The input:
================

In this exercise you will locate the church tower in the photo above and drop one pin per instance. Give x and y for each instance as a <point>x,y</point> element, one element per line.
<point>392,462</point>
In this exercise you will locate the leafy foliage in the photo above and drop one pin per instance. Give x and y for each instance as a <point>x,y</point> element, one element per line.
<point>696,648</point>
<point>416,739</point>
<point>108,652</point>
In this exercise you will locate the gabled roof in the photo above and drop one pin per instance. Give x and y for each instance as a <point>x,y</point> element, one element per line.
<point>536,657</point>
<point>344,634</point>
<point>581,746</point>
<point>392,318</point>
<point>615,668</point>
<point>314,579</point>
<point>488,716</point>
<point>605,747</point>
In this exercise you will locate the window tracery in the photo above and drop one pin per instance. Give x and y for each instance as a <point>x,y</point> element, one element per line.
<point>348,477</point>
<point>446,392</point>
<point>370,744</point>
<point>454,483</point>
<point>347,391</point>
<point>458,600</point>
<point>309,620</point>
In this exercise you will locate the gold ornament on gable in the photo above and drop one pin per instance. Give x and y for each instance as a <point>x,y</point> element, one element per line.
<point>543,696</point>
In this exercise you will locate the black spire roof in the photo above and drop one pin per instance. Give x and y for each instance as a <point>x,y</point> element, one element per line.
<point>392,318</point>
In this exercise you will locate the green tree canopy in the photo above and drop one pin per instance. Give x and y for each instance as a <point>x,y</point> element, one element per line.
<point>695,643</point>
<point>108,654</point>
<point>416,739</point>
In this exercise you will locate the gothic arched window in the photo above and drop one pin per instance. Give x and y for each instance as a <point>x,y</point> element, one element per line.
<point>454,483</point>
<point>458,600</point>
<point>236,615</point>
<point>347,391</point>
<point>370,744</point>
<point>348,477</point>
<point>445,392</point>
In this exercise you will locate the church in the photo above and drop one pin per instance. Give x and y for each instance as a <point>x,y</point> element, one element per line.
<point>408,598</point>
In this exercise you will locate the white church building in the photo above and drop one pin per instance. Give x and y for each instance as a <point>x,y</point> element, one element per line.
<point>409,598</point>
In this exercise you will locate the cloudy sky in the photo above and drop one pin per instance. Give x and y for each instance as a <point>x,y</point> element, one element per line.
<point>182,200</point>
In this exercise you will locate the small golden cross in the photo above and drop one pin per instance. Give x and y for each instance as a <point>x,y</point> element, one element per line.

================

The exercise: Lay out every line of the rows above as a numbered list, leaving out any blank lines.

In response:
1. In this exercise you will locate the church tower in the photo above and drop one pin per instance. Give x and y for each instance as a <point>x,y</point> element, one element per line.
2. <point>392,462</point>
3. In this exercise you will locate the leafy foliage in the photo above and drop one pin per instance. Give x and y for each instance as a <point>x,y</point> element, one element per line.
4. <point>696,648</point>
5. <point>416,739</point>
6. <point>108,652</point>
7. In this exercise you will locate the gabled roof in the photo above and drop one pin per instance. Give x and y for each instance as a <point>x,y</point> element, one element per line.
8. <point>536,657</point>
9. <point>344,634</point>
10. <point>581,746</point>
11. <point>392,318</point>
12. <point>615,668</point>
13. <point>314,579</point>
14. <point>488,716</point>
15. <point>605,747</point>
16. In this exercise you will locate the window tracery in the photo above and drop one pin per instance. Give x and y for each instance as a <point>x,y</point> element, one element per line.
17. <point>348,477</point>
18. <point>446,392</point>
19. <point>370,744</point>
20. <point>454,483</point>
21. <point>347,391</point>
22. <point>458,600</point>
23. <point>309,620</point>
24. In this exercise you will locate the gold ornament on gable in the photo above and drop one pin per instance. Give x and y for each instance as a <point>x,y</point> element, one element per line.
25. <point>543,696</point>
26. In this exercise you will locate the black spire roof in the photo above and drop one pin per instance. Give x and y for each instance as a <point>x,y</point> element, one element per line.
27. <point>392,318</point>
28. In this exercise you will locate the green tree canopy in the photo above and drop one pin per instance. Give x and y for each instance as a <point>x,y</point> element, one element per line.
29. <point>695,643</point>
30. <point>108,654</point>
31. <point>416,739</point>
32. In this exercise you will locate the gothic arched window in the photo above and drop one pin per instance. Give x and y for each instance as a <point>x,y</point> element, one element per line.
33. <point>454,483</point>
34. <point>458,600</point>
35. <point>236,615</point>
36. <point>347,391</point>
37. <point>370,744</point>
38. <point>348,477</point>
39. <point>445,392</point>
40. In this exercise you will locate the church in the photo above and drop one pin per instance. Give x and y for each instance as a <point>x,y</point> element, one element per line.
41. <point>408,598</point>
42. In this exercise you will locate the white church building in the photo above and drop one pin per instance. Give x and y for each instance as a <point>x,y</point> element, one element per line.
43. <point>409,598</point>
44. In this exercise you will locate the cloudy sky in the photo above and drop one pin per instance. Give x and y for each instance as a <point>x,y</point> element, one element per line.
45. <point>182,200</point>
46. In this exercise you will locate the small golden cross in the photo above and drop one pin per instance. Give x and y for each instance as a <point>x,y</point> element, one element per line.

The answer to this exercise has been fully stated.